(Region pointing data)
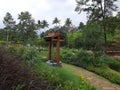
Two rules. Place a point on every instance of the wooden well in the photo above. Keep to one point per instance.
(54, 38)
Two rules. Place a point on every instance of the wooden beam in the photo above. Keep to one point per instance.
(58, 51)
(49, 52)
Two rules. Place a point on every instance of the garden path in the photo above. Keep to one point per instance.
(99, 82)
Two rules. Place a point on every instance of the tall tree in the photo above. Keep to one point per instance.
(27, 27)
(44, 24)
(56, 21)
(97, 10)
(68, 22)
(9, 25)
(81, 25)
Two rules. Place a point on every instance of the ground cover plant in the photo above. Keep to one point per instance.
(18, 75)
(100, 64)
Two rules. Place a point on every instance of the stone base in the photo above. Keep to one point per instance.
(53, 63)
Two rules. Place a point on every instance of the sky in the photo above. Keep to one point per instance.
(43, 10)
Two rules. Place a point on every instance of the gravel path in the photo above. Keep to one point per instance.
(97, 81)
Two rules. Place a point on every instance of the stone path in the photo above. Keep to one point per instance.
(99, 82)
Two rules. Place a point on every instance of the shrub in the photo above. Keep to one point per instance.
(112, 63)
(16, 76)
(107, 73)
(29, 54)
(62, 78)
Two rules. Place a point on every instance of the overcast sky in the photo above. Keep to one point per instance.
(43, 9)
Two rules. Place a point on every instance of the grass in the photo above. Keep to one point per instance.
(107, 73)
(62, 78)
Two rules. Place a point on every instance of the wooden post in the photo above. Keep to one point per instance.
(58, 51)
(49, 54)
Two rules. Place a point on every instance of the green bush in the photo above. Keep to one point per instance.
(107, 73)
(112, 63)
(2, 43)
(30, 54)
(62, 78)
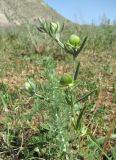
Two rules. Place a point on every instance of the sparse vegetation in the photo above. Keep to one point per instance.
(52, 109)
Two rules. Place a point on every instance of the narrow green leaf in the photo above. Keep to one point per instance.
(92, 138)
(85, 96)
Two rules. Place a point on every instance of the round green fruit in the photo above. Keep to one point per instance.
(74, 40)
(66, 80)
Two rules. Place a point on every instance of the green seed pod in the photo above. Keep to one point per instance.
(74, 40)
(66, 80)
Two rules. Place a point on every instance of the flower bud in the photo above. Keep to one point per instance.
(54, 27)
(30, 86)
(66, 80)
(74, 40)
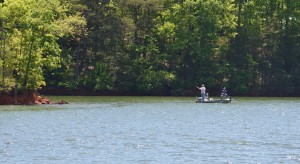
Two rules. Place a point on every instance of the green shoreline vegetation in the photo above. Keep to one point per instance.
(151, 47)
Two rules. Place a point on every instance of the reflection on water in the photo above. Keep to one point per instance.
(151, 130)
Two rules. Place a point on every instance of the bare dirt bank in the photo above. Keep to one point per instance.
(26, 99)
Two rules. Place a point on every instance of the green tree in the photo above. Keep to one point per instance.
(193, 36)
(32, 29)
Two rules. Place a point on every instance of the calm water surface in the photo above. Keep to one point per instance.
(152, 130)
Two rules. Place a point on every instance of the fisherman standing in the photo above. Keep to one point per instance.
(202, 89)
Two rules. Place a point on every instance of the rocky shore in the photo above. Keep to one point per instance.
(26, 99)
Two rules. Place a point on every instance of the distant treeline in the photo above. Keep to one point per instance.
(145, 47)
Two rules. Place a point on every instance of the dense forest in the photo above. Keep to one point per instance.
(150, 47)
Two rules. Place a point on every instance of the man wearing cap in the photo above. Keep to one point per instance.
(202, 89)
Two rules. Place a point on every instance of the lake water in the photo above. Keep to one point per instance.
(152, 130)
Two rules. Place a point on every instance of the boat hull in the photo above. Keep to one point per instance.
(225, 101)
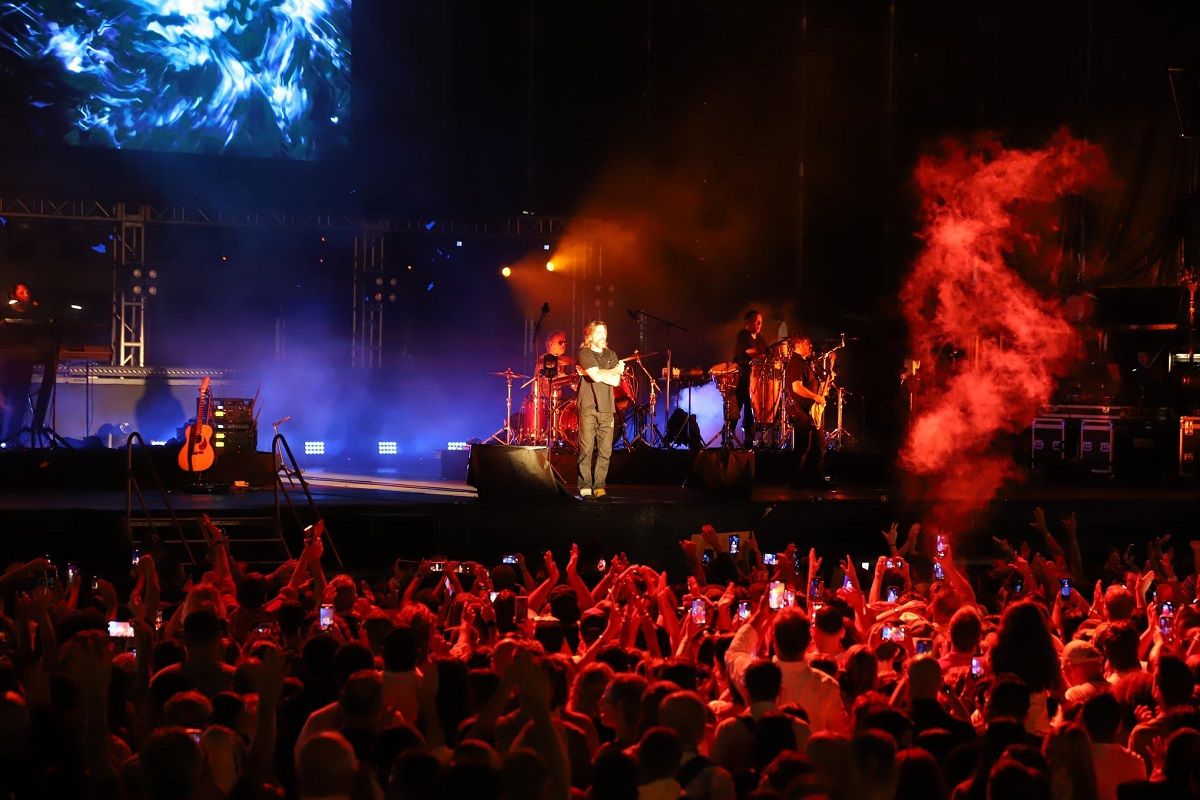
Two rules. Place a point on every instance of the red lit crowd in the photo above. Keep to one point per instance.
(754, 674)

*EXERCISE OBJECTIVE*
Full transcription without images: please go through the records and repeat them exactly.

*TASK SOLUTION*
Two rules. Place a point on every instance of the wooden well in the photo above. Keep to one point per instance.
(54, 38)
Two rules. Place a point on every instance of the wooden beam in the photo above. Keep to one point per instance.
(58, 51)
(49, 52)
Two rules. Place a point on every instance of the garden path in the photo above. Keep to one point per instance.
(99, 82)
Two rules. Place a point on every instance of the tall tree in the photo above. Keep to one point per instance.
(27, 27)
(44, 24)
(56, 21)
(97, 10)
(68, 22)
(9, 25)
(81, 25)
Two rules. Place a point on every instance of the ground cover plant in the photo above. Keep to one point per instance.
(18, 75)
(100, 64)
Two rules. Place a point on every instance of the stone base in the photo above. Keep to one point per instance.
(53, 63)
Two rules. Place a point on every instance of the sky in the photo above. Keep to one point per instance.
(43, 10)
Two rules. Place a point on every instance of the gravel path in the photo above. Keep to one point per instance.
(97, 81)
Two rules. Place a point on every instance of the stone path in the photo above. Keep to one point per instance.
(99, 82)
Two rules. Place a point on every instance of the shrub in the photo above. Keep to one point per instance.
(112, 63)
(16, 76)
(107, 73)
(29, 54)
(62, 78)
Two rules. Place a point on every instance of the overcast sky in the photo above. Keep to one point per instance.
(43, 9)
Two rules. Place a point on every instance of the grass in the photo above. Keep to one point per instance.
(107, 73)
(62, 78)
Two rules. Place a point on every instance of the wooden post in the photo above. Keep to one point per instance.
(58, 51)
(49, 54)
Two rules. Place a point on every instance of the green bush in the photo above. Keep to one point per instance.
(107, 73)
(112, 63)
(2, 43)
(30, 54)
(62, 78)
Two rules. Place a point on every instance of the sparse vegetation in the photo above. Keep to one point per instance.
(52, 109)
Two rules. Place a point on every instance of the narrow green leaf in the photo above. Keep to one point per instance.
(92, 138)
(85, 96)
Two rules. Place a point on every instance of the round green fruit in the photo above. Keep to one point per instance.
(74, 40)
(66, 80)
Two rules. Place a point on every instance of the green seed pod in the photo above. Keep to one point per instance.
(74, 40)
(66, 80)
Two rules. Place a point on every instance of the flower bud in the photo above. Keep to one point per instance.
(54, 27)
(30, 86)
(66, 80)
(74, 40)
Two rules. Place a point on every instance of the green shoreline vegetation in the photo above. Keep to one point per instance.
(151, 47)
Two rules. Place a point on every instance of the reflection on water in the photo above. Keep to one point per instance.
(151, 130)
Two rules. Place a point on every instance of the bare dirt bank in the photo above. Keep to one point per instance.
(26, 99)
Two rules. Place a point on every instance of the green tree in the photo above. Keep to one point per instance.
(193, 36)
(32, 29)
Two rules. Place a point on every instance of the calm water surface in the photo above. Keep to one point per instance.
(152, 130)
Two rules. Place a point on every instance of the fisherman standing in the photo above. Keep to one point per instance.
(202, 89)
Two rules. Place a point on every instance of the rocky shore in the photo above. Keep to one point per instance.
(26, 99)
Two rules. Place a point on every instance of the distant treeline in the photo above. Keep to one point per instance.
(145, 47)
Two rules. Place a point on every instance of the dense forest in the photo above. Keep to one point per instance.
(150, 47)
Two rules. Place a point on every instance of the man wearing cap in the photo above. Keep to one point per instance.
(202, 89)
Two rules. Place a point on every instance of the lake water in the photo above. Keep to one point per instance.
(152, 130)
Two rules. Place a point on every instance of the boat hull in the photo above. Keep to one point per instance.
(225, 101)
Two rules. Place a point on every instance of the red lit crowd in the photo above. Keep to one point per instance.
(754, 674)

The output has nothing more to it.